Multithreading in C++ for Quantitative Finance

by Clement D.
Multithreading in C++

Multithreading in C++ is one of those topics that every developer eventually runs into, whether they’re working in finance, gaming, or scientific computing. The language gives you raw primitives, but it also integrates with a whole ecosystem of libraries that scale from a few threads on your laptop to thousands of cores in a data center.

Choosing the right tool matters: what are the right libraries for your quantitative finance use case?

Multithreading in C++

1. Standard C++ Threads (Low-Level Control)

Since C++11, <thread>, <mutex>, and <future> are part of the standard. You manage threads directly, making it portable and dependency-free.

Example: Parallel computation of moving averages in a trading engine

#include <iostream>
#include <thread>
#include <vector>

void moving_average(const std::vector<double>& data, int start, int end) {
    for (int i = start; i < end; i++) {
        if (i >= 2) {
            double avg = (data[i] + data[i-1] + data[i-2]) / 3.0;
            std::cout << "Index " << i << " avg = " << avg << "\n";
        }
    }
}

int main() {
    std::vector<double> prices = {100,101,102,103,104,105,106,107};
    std::thread t1(moving_average, std::ref(prices), 0, 4);
    std::thread t2(moving_average, std::ref(prices), 4, prices.size());

    t1.join();
    t2.join();
}


2. Intel oneTBB (Task-Based Parallelism)
————————
* The task
Answer these from the page on multithreading in C++:
(a) Since which version of C++ have <thread>, <mutex>, and <future> been part of the standard?
(b) What does the code example compute, and for what kind of system?
(c) What library is named in the second numbered heading?
The recorded data isn't needed for this work.

* Recorded data
————————
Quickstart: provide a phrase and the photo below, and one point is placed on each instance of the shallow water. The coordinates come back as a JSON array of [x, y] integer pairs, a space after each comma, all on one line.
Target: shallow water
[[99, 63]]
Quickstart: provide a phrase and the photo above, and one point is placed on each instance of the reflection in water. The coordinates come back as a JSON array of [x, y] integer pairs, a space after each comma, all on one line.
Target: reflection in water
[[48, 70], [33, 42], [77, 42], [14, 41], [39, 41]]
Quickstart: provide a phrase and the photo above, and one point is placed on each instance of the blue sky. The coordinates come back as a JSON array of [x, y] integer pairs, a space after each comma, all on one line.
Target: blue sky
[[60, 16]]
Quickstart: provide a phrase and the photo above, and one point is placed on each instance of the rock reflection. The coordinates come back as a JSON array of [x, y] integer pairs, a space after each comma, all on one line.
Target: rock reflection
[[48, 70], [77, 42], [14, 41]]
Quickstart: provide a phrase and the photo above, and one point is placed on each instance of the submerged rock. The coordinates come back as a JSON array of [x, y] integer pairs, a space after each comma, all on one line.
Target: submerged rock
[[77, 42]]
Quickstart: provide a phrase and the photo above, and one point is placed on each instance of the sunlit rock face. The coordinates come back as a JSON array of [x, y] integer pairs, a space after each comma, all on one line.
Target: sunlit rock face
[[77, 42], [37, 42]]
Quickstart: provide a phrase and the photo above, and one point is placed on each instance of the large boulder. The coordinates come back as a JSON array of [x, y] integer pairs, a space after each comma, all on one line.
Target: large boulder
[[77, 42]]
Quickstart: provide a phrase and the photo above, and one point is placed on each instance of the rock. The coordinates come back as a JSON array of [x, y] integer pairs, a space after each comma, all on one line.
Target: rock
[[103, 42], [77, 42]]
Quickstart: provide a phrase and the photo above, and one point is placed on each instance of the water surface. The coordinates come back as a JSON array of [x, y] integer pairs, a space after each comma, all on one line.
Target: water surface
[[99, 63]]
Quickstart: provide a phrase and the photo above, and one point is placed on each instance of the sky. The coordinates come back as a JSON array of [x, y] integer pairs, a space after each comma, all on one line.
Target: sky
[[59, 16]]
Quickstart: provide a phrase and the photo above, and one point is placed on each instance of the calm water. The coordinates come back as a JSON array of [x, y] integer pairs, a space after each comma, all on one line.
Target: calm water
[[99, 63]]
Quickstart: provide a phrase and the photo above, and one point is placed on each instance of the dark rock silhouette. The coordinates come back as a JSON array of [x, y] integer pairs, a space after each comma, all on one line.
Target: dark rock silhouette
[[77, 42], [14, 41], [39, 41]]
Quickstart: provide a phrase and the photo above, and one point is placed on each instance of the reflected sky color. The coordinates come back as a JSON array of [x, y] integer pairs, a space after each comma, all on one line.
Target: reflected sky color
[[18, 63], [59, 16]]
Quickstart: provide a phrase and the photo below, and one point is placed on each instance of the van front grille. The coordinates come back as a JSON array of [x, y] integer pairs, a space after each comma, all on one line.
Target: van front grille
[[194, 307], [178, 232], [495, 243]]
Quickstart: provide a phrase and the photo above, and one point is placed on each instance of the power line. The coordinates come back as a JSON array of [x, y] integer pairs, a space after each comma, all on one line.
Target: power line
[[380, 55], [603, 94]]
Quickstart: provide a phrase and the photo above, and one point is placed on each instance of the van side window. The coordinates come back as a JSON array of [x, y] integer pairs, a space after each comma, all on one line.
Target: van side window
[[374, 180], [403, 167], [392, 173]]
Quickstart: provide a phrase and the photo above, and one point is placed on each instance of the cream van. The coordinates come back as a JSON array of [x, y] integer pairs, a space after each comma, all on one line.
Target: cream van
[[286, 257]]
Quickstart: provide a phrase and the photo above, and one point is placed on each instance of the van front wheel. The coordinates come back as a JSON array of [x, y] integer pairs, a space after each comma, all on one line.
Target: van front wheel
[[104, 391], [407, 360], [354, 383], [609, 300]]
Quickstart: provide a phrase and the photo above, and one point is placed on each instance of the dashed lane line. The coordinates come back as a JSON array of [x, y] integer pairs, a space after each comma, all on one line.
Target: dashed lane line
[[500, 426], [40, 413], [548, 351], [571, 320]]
————————
* Expected answer
(a) C++11
(b) Moving averages, in parallel, for a trading engine
(c) Intel oneTBB